• _PAGE EXTRACT_
Summary
The daemon's POST /session/:id/prompt endpoint currently holds the HTTP connection open until the entire agent turn completes (model inference + tool execution + multi-step agentic loop). This synchronous blocking design conflicts with common infrastructure timeout constraints and creates reliability issues in real-world deployments.
Current Design
Client Daemon
| |
|--- POST /prompt ----------------->|
| (connection held open) | ← model inference
| | ← tool execution
| | ← more model calls...
| | ← could take 2-10+ minutes
|<-- 200 { stopReason } -----------|
Meanwhile, real-time data (assistant text chunks, tool calls, tool output) is already delivered independently via the SSE GET /session/:id/events stream. The /prompt HTTP response only carries { stopReason } — effectively just a completion signal.
Problem
In HTTP-based deployments (web IDE, remote daemon access), the request passes through standard infrastructure layers (reverse proxies, ingress controllers, load balancers). These layers universally enforce ~60s proxy_read_timeout on regular HTTP requests — this is an industry-standard default, not a misconfiguration.
When an agent turn exceeds 60s:
- The intermediate proxy returns 504 Gateway Timeout to the client
- The daemon continues executing normally (unaware of the disconnection)
- The client loses the
stopReason completion signal
- There is no alternative way to learn that the turn has finished, because no
turn_complete event exists in the SSE protocol
SSE connections are exempt from this timeout (via X-Accel-Buffering: no, heartbeat frames, dedicated proxy config), but regular HTTP POST requests are not — and shouldn't need to be.
Design Issue
The /prompt endpoint conflates two distinct responsibilities:
- Trigger — "start processing this prompt" (validation, queueing)
- Await completion — "tell me when the turn is done and why it stopped"
Responsibility #2 is already better served by the SSE channel, which:
- Has built-in reconnection and heartbeat mechanisms
- Is already used for all intermediate state delivery
- Survives proxy timeouts by design
Reference: ACP Streamable HTTP already solves this
The ACP HTTP transport (/acp, PR #4472, RFD #721) has already adopted the non-blocking pattern:
POST /acp { session/prompt } → 202 (immediate, empty body)
GET /acp (session-scoped) ← SSE: session/update notifications
← SSE: { id, result: { stop_reason } } (completion)
This works because:
- POST takes <1s (no proxy timeout risk)
- SSE has 15s heartbeat +
X-Accel-Buffering: no (proxies don't kill it)
- Completion signal travels via SSE alongside streaming data
However, ACP HTTP is still a draft proposal with an incomplete implementation. It should NOT be treated as the migration target today. Instead, this issue proposes applying the same architectural pattern to the existing REST API surface, so both transports can run independently side by side.
Proposed Change
Apply the ACP-consistent non-blocking pattern to the existing REST API, without changing the URL surface:
1. Make POST /session/:id/prompt non-blocking
Client Daemon
| |
|--- POST /prompt ----------------->|
|<-- 202 { promptId } -------------| ← immediate (< 1s)
| |
| (agent turn runs asynchronously) |
The endpoint validates the request, confirms the prompt is accepted, and returns immediately. Errors in prompt submission (invalid session, busy, malformed input) are still returned synchronously as 4xx.

• _AVAILABLE RECORDS_
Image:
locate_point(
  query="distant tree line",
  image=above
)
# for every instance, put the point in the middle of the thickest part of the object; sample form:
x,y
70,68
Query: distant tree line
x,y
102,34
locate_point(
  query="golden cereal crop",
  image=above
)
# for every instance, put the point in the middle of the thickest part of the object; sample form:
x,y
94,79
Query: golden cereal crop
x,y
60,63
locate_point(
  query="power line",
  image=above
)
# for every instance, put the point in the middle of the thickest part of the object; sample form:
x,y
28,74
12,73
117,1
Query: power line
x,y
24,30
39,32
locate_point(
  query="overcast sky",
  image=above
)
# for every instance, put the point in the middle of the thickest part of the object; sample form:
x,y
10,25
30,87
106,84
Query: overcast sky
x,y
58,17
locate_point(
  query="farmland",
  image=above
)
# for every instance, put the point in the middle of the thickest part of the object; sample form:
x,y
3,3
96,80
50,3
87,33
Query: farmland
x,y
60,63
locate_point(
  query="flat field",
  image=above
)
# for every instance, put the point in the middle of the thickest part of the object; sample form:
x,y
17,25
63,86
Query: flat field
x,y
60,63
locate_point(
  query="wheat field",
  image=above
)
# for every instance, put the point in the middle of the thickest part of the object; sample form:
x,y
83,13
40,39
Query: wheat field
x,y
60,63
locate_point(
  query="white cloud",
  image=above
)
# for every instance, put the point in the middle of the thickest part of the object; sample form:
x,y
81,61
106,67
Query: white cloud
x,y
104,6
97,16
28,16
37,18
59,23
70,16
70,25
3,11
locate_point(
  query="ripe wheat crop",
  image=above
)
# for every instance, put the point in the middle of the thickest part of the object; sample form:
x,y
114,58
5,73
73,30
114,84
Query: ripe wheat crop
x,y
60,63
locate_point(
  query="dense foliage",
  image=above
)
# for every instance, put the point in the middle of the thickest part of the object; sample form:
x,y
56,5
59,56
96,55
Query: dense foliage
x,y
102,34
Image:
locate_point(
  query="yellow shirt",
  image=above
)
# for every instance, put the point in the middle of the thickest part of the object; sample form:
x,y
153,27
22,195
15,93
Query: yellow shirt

• _TASKS TO COMPLETE_
a - Could you copy the passage of the prompt endpoint issue from "GET /acp (session-scoped)" to "proxy timeout risk)" word for word?
b - Which lines of the rows contain the string "golden"? Gather every one of them.

• _THE ANSWERS_
a -
GET /acp (session-scoped) ← SSE: session/update notifications
← SSE: { id, result: { stop_reason } } (completion)
This works because:
- POST takes <1s (no proxy timeout risk)

b -
  query="golden cereal crop",
Query: golden cereal crop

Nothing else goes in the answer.